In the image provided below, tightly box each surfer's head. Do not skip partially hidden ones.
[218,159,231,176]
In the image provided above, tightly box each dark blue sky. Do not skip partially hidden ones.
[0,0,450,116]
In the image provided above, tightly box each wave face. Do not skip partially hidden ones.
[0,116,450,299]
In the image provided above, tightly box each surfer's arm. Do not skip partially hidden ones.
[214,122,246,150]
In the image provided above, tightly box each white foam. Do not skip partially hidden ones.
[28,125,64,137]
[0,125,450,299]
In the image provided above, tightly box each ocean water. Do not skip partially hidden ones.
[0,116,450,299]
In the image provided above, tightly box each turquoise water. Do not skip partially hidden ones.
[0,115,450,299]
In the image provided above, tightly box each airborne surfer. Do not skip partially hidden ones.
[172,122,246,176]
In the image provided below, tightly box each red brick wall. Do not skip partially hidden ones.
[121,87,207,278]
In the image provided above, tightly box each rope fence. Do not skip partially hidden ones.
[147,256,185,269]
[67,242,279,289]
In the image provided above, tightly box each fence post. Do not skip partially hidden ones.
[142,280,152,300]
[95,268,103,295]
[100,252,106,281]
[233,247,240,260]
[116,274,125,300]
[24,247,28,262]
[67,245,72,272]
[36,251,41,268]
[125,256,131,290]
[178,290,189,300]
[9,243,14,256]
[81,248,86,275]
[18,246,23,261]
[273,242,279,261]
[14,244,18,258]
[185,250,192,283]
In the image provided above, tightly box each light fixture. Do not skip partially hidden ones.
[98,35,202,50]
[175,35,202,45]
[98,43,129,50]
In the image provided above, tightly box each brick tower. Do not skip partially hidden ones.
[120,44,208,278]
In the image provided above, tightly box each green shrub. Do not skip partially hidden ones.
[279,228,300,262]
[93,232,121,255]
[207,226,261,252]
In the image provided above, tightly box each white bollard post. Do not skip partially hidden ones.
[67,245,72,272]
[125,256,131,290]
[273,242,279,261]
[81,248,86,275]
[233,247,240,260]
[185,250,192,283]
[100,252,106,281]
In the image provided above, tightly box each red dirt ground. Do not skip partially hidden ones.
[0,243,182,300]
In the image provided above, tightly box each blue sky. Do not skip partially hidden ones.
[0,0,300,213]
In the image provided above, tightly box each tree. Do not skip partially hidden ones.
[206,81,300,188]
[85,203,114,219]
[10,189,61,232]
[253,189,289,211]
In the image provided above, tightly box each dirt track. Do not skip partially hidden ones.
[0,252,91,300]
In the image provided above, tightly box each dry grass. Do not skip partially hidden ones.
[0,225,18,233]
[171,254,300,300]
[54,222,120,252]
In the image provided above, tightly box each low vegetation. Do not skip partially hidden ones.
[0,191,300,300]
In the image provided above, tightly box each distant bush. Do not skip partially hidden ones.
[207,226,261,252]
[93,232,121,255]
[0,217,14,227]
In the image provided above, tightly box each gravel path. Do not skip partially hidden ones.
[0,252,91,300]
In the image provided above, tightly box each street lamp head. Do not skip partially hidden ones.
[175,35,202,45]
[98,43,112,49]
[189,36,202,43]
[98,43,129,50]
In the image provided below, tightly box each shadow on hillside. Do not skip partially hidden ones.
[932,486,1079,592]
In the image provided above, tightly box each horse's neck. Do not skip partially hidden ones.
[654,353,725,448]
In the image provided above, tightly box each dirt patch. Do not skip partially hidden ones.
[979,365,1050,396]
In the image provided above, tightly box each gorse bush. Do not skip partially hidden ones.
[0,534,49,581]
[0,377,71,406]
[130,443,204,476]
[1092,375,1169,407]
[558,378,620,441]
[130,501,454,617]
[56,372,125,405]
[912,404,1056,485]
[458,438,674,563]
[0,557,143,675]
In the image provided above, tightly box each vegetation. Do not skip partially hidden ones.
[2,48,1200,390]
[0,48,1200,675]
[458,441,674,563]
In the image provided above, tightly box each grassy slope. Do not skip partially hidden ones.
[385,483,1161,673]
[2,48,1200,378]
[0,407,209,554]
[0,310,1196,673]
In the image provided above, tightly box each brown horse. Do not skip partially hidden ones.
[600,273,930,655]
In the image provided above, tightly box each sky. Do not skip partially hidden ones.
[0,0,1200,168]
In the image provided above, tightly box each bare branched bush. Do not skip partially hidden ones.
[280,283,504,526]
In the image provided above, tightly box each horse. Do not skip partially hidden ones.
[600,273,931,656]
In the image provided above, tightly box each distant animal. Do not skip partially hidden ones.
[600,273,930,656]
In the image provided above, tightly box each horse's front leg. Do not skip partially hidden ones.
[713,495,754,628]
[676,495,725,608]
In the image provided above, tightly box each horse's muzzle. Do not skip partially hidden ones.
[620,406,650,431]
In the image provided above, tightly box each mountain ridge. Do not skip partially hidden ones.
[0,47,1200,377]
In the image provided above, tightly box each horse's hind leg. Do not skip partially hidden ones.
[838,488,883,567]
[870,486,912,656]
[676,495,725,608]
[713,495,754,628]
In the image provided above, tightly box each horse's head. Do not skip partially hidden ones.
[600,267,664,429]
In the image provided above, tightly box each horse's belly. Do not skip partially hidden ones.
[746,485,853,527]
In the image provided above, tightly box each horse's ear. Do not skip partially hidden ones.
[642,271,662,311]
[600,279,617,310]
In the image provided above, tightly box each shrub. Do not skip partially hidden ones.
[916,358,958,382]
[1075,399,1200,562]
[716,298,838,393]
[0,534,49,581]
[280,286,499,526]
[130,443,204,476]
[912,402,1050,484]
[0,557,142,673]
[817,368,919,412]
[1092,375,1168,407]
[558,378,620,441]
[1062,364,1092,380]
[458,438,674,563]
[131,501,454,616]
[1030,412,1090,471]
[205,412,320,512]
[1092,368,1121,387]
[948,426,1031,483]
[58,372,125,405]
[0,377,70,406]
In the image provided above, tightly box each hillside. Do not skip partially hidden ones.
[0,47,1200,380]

--------

Reproduce every item above verbatim, from the first line through the last, without altering any character.

In the image provided below, tightly box each surfer's head. Do not skip partially hidden ones.
[218,159,231,176]
In the image provided above, tightly box each dark blue sky. Do not skip partially hidden ones.
[0,0,450,116]
In the image provided above, tightly box each wave face. Do not skip partially hidden ones.
[0,116,450,299]
In the image provided above, tightly box each surfer's arm. Do not skip partially hidden ones.
[214,122,246,150]
In the image provided above, tightly box each white foam. Do not skip partially hidden ones.
[28,125,64,137]
[0,125,450,299]
In the image provided above, tightly box each ocean water. Do not skip partially hidden ones.
[0,116,450,299]
In the image provided above, tightly box each turquoise water. Do not skip partially hidden ones.
[0,115,450,299]
In the image provided above, tightly box each airborne surfer. Do not skip partially hidden ones.
[172,122,246,176]
In the image provided below, tightly box each red brick wall. Do not skip partially hidden ones.
[121,87,207,278]
In the image provided above, tightly box each rope fence. Do not skip partially hidden ones.
[147,256,185,269]
[67,242,279,289]
In the image provided above, tightly box each fence post. Do not skip partially hidden ones.
[142,280,152,300]
[95,268,103,295]
[100,252,106,281]
[233,247,240,260]
[116,274,125,300]
[24,247,28,262]
[67,245,72,272]
[36,251,41,268]
[125,256,131,290]
[178,290,189,300]
[9,243,14,256]
[81,248,86,275]
[18,246,23,261]
[273,242,279,261]
[14,244,18,258]
[185,250,192,283]
In the image provided above, tightly box each light fixture. Do not skip partially hidden ones.
[98,35,202,50]
[175,35,202,45]
[98,43,129,50]
In the image provided above, tightly box each brick tower. Do not skip partially hidden ones.
[120,44,208,278]
In the image provided above, tightly box each green shrub. Do not skip partially hidden ones.
[279,228,300,262]
[93,232,121,255]
[207,226,261,252]
In the image provided above, tightly box each white bollard post. Do not skip partially hidden ones.
[67,245,72,272]
[125,256,131,290]
[273,242,279,261]
[81,248,86,275]
[233,247,240,260]
[185,250,192,283]
[100,252,106,281]
In the image provided above, tightly box each red dirt ground. Do not skip partially hidden ones.
[0,243,182,300]
In the image provided above, tightly box each blue sky. Do not skip partially hidden ones.
[0,0,300,213]
In the image provided above, tightly box each tree. Do not skip partially hidden ones.
[206,81,300,188]
[85,203,114,219]
[10,189,61,232]
[253,189,289,211]
In the image provided above, tightly box each dirt track. Do not skip partially hidden ones.
[0,252,91,300]
In the image provided above, tightly box each dry grass. Do not skip partially hidden ones.
[0,225,18,233]
[171,254,300,300]
[54,222,120,252]
In the image provided above, tightly box each low vegetation. Do not skip partially hidden ones.
[0,191,300,300]
In the image provided above, tightly box each distant bush. Do not skip partially hidden ones.
[207,226,261,252]
[93,232,121,255]
[0,217,14,227]
In the image provided above, tightly box each gravel path. Do not skip partially hidden ones.
[0,252,91,300]
In the image provided above, tightly box each street lamp head. Do not skip partially hidden ones.
[175,35,202,45]
[98,43,112,49]
[189,36,202,43]
[98,43,129,50]
In the image provided below, tightly box each shadow on hillside. Do not skip partially hidden ones.
[932,486,1079,592]
In the image provided above, tightly box each horse's neck. Do not skip partially hidden ones.
[654,353,725,448]
In the image provided above, tightly box each dirt patch. Do not skip partially hidden ones.
[979,365,1050,396]
In the image provided above, tightly box each gorse bush. Do not skip partially hidden ones.
[0,534,49,581]
[0,377,71,406]
[130,443,204,476]
[1092,375,1169,407]
[558,378,620,441]
[130,501,454,617]
[56,372,125,405]
[912,404,1056,485]
[458,438,674,563]
[0,557,143,675]
In the image provided above, tightly box each vegetation. Do not skip partially hidden ones.
[2,48,1200,390]
[0,48,1200,675]
[458,441,674,563]
In the image provided above, tightly box each grassy slope. Do not skip partially hidden ones.
[385,483,1161,673]
[2,48,1200,378]
[0,407,209,554]
[0,310,1196,673]
In the image provided above, tightly box each brown horse. Do not skip partially hidden ones.
[600,273,930,655]
In the image provided above, tightly box each sky. Do not skip partially hidden ones.
[0,0,1200,168]
In the image provided above, tightly box each bare branched bush. Do not skip partially hidden ones.
[280,283,504,526]
In the image provided above, tightly box each horse. Do not skip partially hidden ones.
[600,273,931,656]
In the image provided above, tightly box each distant animal. Do not skip partially hidden ones.
[600,273,930,656]
In the image provided above, tightly box each horse's front leg. Do not skip partially hidden ones.
[713,495,754,628]
[676,495,725,608]
In the image provided above, tightly box each horse's muzzle. Do not skip partially hidden ones.
[620,406,650,431]
In the image provided above, tightly box each mountain ridge. Do not skip partially hidden ones.
[0,47,1200,377]
In the image provided above, tightly box each horse's hind leg. Do not skip partially hidden ones.
[838,488,883,567]
[870,486,912,656]
[676,495,725,608]
[713,495,754,628]
In the image provided above, tightly box each horse's head. Do not skip partially hidden ones.
[600,267,664,429]
In the image provided above, tightly box each horse's belly. Do not skip partially hidden ones.
[746,485,853,527]
In the image provided above, tightly box each horse's ear. Do not skip partially hidden ones.
[642,271,662,311]
[600,279,617,310]
In the image provided above, tightly box each shrub. Do not skip partially hidden ones.
[916,358,958,382]
[1075,399,1200,562]
[716,298,838,393]
[0,534,49,581]
[280,286,499,526]
[130,443,204,476]
[912,402,1050,484]
[0,557,142,673]
[817,368,919,412]
[1092,375,1168,407]
[558,378,620,441]
[1062,364,1092,380]
[458,438,674,563]
[131,501,454,616]
[1030,412,1090,471]
[205,412,320,512]
[1092,368,1121,387]
[948,426,1031,483]
[58,372,125,405]
[0,377,70,406]
In the image provided above, tightly box each hillside. Do not skip partially hidden ones.
[0,47,1200,380]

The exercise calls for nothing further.